>> start
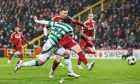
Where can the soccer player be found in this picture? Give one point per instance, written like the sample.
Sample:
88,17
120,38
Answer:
58,32
86,36
66,42
16,39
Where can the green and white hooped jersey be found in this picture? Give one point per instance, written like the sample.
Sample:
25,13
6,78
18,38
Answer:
59,30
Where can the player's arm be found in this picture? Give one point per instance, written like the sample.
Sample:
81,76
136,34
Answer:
50,23
12,38
94,32
24,39
82,33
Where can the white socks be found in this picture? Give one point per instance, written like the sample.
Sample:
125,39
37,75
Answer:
29,63
69,65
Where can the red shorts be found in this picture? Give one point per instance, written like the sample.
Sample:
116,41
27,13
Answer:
17,48
84,44
67,42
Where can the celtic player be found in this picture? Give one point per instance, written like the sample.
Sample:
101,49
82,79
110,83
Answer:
58,31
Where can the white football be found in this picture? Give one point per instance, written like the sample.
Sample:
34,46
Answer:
131,60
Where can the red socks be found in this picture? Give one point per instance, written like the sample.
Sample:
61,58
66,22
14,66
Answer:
55,64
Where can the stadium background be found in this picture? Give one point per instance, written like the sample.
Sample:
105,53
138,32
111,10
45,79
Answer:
118,29
118,21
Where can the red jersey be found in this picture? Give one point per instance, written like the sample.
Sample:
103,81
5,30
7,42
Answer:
16,38
89,31
57,19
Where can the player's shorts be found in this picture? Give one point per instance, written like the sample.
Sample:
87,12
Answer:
67,42
17,48
49,49
84,44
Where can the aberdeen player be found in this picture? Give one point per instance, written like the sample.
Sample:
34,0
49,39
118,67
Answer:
66,41
86,37
16,39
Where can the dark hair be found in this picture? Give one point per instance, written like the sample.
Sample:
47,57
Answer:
63,9
67,20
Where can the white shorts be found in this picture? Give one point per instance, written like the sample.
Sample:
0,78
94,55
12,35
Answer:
47,51
60,51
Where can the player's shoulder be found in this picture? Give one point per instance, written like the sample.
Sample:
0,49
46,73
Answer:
13,33
89,22
57,18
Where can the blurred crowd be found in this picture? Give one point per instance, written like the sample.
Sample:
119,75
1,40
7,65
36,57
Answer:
20,12
118,25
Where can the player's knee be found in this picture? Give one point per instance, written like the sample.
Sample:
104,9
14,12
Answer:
76,48
66,55
39,63
59,58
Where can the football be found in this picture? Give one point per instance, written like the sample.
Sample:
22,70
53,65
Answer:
131,60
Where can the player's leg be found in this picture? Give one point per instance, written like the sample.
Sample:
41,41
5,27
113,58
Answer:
62,51
47,50
65,53
82,44
76,48
10,56
21,54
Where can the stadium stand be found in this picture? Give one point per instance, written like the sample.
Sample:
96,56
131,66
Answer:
118,23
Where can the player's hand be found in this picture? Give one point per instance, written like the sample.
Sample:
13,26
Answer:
93,37
90,38
35,18
29,43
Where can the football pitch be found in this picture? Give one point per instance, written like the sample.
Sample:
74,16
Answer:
104,72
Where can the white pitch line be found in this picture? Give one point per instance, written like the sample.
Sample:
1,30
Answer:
136,82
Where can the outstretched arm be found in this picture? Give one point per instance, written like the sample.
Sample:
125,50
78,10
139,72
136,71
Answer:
50,23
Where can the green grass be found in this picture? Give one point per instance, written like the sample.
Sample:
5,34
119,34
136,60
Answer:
104,72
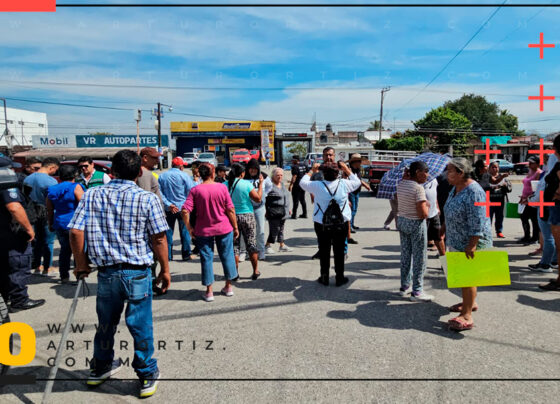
>> end
**STATED EXERCISE**:
Locate every line in the rows above that contains the string "socks" and copy each one in full. Case counts.

**EXERCISE RESULT**:
Where can the white socks be found in this picture? Give one point per instance, written like the sample.
Where can the red socks be found in this picture? Give one point per instance, written like the sample.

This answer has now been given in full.